* _Exercise_
In the data that follows, count the lines where "ground" appears, and write only the number.

* _Data records_
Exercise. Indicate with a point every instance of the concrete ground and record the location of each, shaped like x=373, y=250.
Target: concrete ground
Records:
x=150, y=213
--
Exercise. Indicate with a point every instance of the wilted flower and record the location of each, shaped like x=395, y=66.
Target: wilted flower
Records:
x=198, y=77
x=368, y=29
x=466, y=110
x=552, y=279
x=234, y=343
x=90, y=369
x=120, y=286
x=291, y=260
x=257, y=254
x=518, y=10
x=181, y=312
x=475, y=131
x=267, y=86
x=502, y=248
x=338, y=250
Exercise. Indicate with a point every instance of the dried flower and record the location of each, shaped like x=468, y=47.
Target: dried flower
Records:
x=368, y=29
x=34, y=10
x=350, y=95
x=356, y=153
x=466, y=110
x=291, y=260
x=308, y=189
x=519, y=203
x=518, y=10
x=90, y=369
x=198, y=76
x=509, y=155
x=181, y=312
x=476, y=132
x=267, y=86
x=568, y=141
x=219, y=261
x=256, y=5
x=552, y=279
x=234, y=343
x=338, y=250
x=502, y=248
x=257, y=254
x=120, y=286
---
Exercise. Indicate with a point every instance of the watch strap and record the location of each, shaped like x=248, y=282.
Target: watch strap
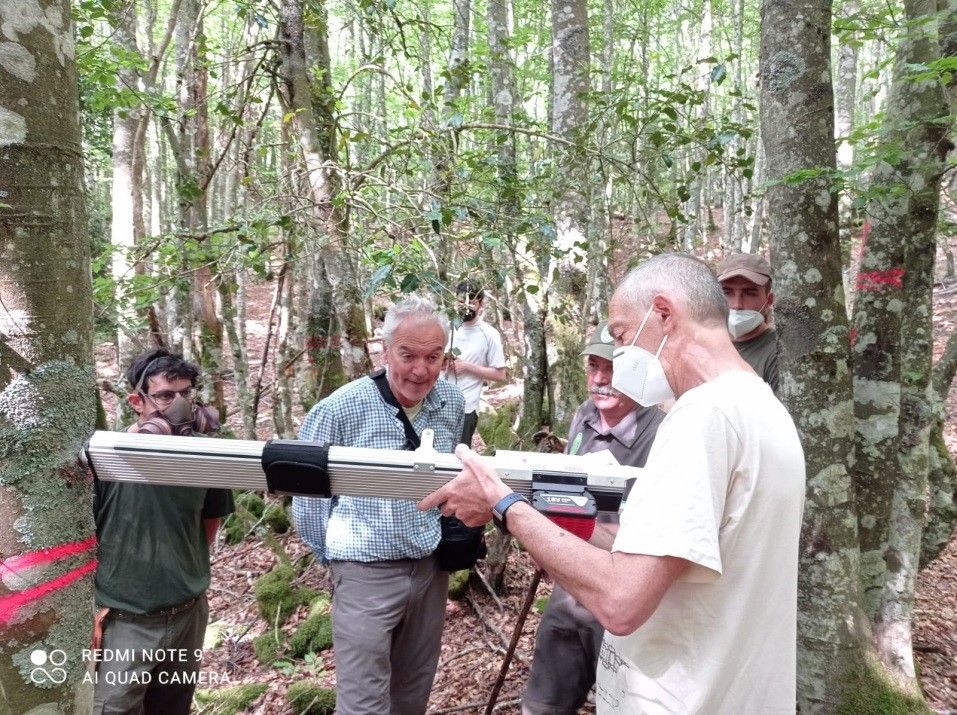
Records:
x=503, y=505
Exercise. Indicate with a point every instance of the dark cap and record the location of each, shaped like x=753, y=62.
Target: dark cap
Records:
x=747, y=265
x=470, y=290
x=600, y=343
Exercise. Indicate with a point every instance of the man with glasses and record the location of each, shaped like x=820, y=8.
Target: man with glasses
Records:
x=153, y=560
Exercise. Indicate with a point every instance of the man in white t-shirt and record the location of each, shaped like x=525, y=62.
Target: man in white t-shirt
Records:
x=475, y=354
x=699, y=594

* _Your response_
2